(Task list)
(1) Answer these questions from the article on arctic drilling, marking each answer with its letter:
(a) What share of the world's undiscovered oil is estimated to lie under the arctic ice?
(b) How many countries met in Paris in December?
(c) Which article of the Paris agreement is quoted?
(2) List every source that the article on arctic drilling credits with a fact or a quotation.
(3) Set down the part of the article on arctic drilling that starts with "The necessity of" and goes on through "from further deterioration.".

(Quoted passage)
□ □ □ □ □

The necessity of eliminating arctic access

By Michael Agnello

(Tom Doyle/Flickr)
(Tom Doyle/Flickr)

Underneath the arctic ice allegedly lies, per National Geographic, “an estimated 13 percent of the world’s undiscovered oil.” The potential financial gain from drilling for this oil is understandably tempting, but leaving those fossil fuels in the ground, as crazy as that may seem, is critical for preserving the arctic and subsequently the Earth from further deterioration.

In December, 196 countries met in Paris to reach a new agreement on climate change, yet the arctic was not included in the negotiations – a flaw in the otherwise productive meeting. The arctic is a hypersensitive region, and as it changes each year with seasonal temperature spikes, notable global problems worsen such as more severe and frequent storms.

It is important to note that without significant climate change in part due to burning mass quantities of fossil fuels, access to the arctic would not be possible. According to NASA, seasonal ice patterns are becoming increasingly smaller and sheets of ice that remained frozen for hundreds of years are breaking up, allowing bordering countries to explore deeper into previously unreachable waters. If there is no preservation it is not unlikely that the arctic would “become essentially ice free in [the] summer before mid-century.”

Environmentally, having an iceless arctic could lead to more moisture in the atmosphere and more waves in the Arctic Ocean, both of which can have lasting consequences. Ice serves the dual roles of insulator for moisture, essentially limiting the atmospheric intake of it, and as a deterrent for large waves. Commercializing the region would basically speed up the deterioration process.

If companies are granted drilling permits, the arctic will experience more shipping activity, which would interfere with ice formation. In the long term, burning more fossil fuels could contribute to more carbon emissions, making it difficult for future ice formation as seasonal temperatures would continue to be affected.

These factors would equate to greater frequency of severe storms that would then pose problems for coastal erosion in Northern communities. Article 8 of the Paris agreement states, “Parties [should] recognize the importance of averting, minimizing and addressing loss and damage associated with the adverse effects of climate change.” Therefore, it is perplexing to think arctic drilling is an option for countries, considering that the consequences would violate the agreement.

□ □ □ □ □

(Given data)

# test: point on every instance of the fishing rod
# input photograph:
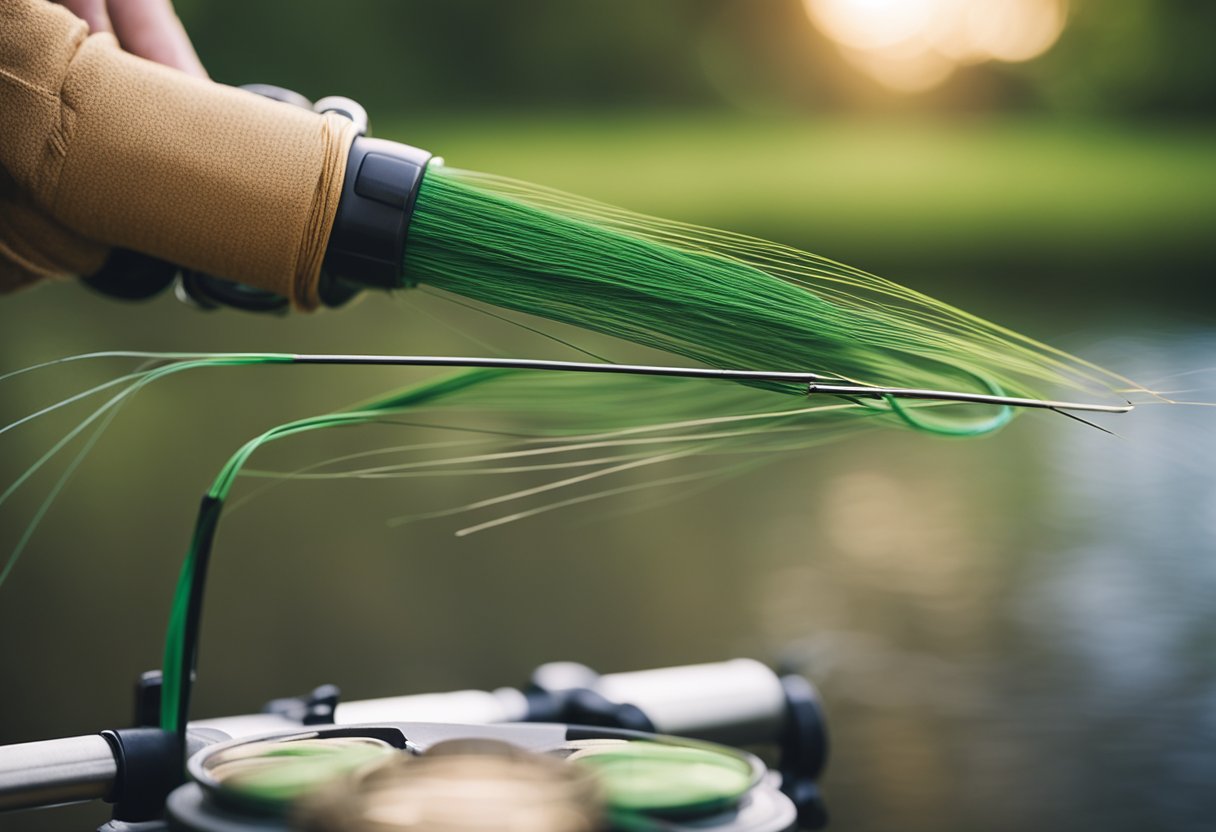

□ □ □ □ □

(Answers)
(1)
(a) An estimated 13 percent.
(b) 196 countries.
(c) Article 8.

(2)
National Geographic
NASA
Article 8 of the Paris agreement

(3)
The necessity of eliminating arctic access

By Michael Agnello

(Tom Doyle/Flickr)
(Tom Doyle/Flickr)

Underneath the arctic ice allegedly lies, per National Geographic, “an estimated 13 percent of the world’s undiscovered oil.” The potential financial gain from drilling for this oil is understandably tempting, but leaving those fossil fuels in the ground, as crazy as that may seem, is critical for preserving the arctic and subsequently the Earth from further deterioration.